• [Data records]:
######

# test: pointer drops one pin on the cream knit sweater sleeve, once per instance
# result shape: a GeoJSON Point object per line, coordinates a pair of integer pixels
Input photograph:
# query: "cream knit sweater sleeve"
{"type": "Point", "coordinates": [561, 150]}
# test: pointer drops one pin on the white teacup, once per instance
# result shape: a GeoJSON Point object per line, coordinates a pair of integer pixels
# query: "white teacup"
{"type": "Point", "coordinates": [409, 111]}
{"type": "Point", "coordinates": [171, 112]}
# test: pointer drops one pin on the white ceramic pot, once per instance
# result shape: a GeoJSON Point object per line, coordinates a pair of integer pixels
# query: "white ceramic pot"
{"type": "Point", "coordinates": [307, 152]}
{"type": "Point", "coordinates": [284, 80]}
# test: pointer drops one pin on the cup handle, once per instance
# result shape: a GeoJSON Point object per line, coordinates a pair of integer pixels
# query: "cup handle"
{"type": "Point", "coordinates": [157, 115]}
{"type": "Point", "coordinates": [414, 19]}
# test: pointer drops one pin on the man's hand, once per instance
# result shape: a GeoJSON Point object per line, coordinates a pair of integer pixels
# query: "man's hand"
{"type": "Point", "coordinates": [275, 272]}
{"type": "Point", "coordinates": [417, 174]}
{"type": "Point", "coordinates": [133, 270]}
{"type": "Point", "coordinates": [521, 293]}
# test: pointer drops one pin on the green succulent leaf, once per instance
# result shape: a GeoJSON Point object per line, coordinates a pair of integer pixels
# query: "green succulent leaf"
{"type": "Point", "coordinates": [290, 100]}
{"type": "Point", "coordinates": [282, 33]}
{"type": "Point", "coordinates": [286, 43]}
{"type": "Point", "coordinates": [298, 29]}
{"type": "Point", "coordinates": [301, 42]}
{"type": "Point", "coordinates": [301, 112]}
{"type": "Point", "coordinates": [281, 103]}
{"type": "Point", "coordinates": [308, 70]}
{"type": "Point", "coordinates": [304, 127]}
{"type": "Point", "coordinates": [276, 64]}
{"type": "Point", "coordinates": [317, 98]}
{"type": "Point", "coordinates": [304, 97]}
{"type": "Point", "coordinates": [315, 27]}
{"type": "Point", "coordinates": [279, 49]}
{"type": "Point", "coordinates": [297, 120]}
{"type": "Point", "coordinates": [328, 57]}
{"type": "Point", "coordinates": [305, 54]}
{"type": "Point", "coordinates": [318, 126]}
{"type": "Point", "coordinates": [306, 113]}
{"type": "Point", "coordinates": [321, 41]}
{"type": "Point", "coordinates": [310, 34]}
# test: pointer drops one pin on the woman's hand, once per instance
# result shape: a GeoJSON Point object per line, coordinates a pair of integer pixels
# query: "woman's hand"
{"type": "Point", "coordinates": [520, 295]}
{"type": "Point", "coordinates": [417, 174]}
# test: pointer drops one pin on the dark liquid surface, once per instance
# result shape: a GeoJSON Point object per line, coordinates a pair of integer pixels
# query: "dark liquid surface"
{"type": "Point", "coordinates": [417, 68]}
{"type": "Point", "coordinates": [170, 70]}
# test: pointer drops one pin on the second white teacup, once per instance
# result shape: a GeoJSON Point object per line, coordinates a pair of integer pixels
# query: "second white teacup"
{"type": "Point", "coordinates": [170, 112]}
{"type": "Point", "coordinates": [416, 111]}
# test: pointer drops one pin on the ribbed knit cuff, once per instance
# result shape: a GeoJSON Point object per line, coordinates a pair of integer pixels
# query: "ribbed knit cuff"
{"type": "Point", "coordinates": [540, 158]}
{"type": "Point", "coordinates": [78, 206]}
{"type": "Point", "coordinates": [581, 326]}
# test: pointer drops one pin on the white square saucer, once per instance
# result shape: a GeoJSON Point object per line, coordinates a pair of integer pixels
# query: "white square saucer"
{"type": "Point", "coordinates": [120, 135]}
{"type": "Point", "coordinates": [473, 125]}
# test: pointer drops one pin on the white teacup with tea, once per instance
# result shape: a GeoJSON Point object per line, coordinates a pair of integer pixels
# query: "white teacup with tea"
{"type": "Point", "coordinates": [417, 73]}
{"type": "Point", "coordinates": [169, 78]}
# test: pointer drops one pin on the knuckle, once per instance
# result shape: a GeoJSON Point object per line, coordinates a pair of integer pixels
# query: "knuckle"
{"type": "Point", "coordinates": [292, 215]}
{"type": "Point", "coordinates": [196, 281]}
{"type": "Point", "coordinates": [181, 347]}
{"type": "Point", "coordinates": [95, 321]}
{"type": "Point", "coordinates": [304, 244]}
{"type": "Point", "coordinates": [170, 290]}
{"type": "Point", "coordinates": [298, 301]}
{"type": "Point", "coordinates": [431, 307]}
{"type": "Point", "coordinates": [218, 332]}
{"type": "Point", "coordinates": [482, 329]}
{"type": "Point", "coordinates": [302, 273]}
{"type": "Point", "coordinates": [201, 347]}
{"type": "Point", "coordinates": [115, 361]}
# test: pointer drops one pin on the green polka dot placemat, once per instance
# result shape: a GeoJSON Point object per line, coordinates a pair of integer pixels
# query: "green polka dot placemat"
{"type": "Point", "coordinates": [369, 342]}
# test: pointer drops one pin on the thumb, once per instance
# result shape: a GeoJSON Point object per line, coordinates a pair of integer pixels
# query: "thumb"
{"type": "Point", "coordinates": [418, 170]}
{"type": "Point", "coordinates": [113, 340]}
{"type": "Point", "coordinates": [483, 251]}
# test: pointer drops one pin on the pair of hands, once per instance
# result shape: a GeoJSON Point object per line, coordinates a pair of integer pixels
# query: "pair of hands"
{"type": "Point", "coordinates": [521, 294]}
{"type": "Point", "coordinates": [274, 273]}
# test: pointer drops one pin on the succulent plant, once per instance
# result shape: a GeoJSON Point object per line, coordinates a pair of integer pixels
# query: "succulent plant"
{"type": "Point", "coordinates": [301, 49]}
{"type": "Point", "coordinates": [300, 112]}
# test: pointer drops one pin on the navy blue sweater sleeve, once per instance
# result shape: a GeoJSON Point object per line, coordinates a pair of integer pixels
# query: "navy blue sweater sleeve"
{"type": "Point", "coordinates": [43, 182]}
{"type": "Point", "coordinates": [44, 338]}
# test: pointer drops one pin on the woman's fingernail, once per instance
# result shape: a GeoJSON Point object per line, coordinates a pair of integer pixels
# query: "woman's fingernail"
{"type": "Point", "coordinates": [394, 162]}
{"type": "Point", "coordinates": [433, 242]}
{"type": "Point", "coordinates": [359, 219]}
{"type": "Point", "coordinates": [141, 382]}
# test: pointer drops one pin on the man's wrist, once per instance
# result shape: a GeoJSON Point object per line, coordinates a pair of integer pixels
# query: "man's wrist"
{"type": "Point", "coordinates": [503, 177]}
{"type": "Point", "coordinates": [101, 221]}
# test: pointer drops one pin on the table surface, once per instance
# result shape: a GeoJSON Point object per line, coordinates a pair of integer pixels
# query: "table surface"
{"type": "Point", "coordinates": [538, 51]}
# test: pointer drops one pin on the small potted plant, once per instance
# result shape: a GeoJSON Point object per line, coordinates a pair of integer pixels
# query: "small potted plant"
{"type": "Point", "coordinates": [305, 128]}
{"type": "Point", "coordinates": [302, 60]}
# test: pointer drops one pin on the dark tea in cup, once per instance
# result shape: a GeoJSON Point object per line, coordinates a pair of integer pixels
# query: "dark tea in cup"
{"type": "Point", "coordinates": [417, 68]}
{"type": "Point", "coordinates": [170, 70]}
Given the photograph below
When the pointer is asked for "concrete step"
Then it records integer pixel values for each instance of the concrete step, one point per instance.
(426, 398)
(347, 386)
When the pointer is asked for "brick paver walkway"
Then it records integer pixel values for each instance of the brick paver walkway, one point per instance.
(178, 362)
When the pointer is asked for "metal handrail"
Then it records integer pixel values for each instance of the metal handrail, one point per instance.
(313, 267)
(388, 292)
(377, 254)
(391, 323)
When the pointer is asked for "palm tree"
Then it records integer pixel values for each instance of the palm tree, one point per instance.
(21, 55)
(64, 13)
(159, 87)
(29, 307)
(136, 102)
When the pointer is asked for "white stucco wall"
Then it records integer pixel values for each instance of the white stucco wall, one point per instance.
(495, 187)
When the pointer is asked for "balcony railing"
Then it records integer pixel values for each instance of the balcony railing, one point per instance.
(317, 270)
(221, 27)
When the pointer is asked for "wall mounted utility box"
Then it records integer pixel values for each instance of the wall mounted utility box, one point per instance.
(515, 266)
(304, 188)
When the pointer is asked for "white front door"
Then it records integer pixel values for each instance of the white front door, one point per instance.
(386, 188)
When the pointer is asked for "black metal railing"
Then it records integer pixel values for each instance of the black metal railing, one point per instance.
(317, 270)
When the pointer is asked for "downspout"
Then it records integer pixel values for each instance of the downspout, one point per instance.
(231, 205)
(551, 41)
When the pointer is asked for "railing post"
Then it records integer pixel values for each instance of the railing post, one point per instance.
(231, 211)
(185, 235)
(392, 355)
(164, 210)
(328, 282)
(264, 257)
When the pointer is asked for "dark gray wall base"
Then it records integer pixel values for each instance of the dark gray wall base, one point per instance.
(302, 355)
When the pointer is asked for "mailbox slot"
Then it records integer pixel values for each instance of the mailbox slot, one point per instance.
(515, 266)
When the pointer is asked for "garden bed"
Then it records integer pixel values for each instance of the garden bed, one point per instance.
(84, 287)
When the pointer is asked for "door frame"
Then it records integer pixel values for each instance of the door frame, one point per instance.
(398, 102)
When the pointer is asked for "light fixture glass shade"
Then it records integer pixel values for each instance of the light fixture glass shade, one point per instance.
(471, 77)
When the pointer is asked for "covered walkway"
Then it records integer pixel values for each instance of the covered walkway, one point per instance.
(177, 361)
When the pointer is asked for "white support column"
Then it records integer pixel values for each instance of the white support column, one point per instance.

######

• [Problem to work on]: Pick out and copy in full every line above that contains the word "column".

• [Finished answer]:
When the pointer is asked for "white support column"
Then it records integer pixel values for each instance of the white support column, one point per instance.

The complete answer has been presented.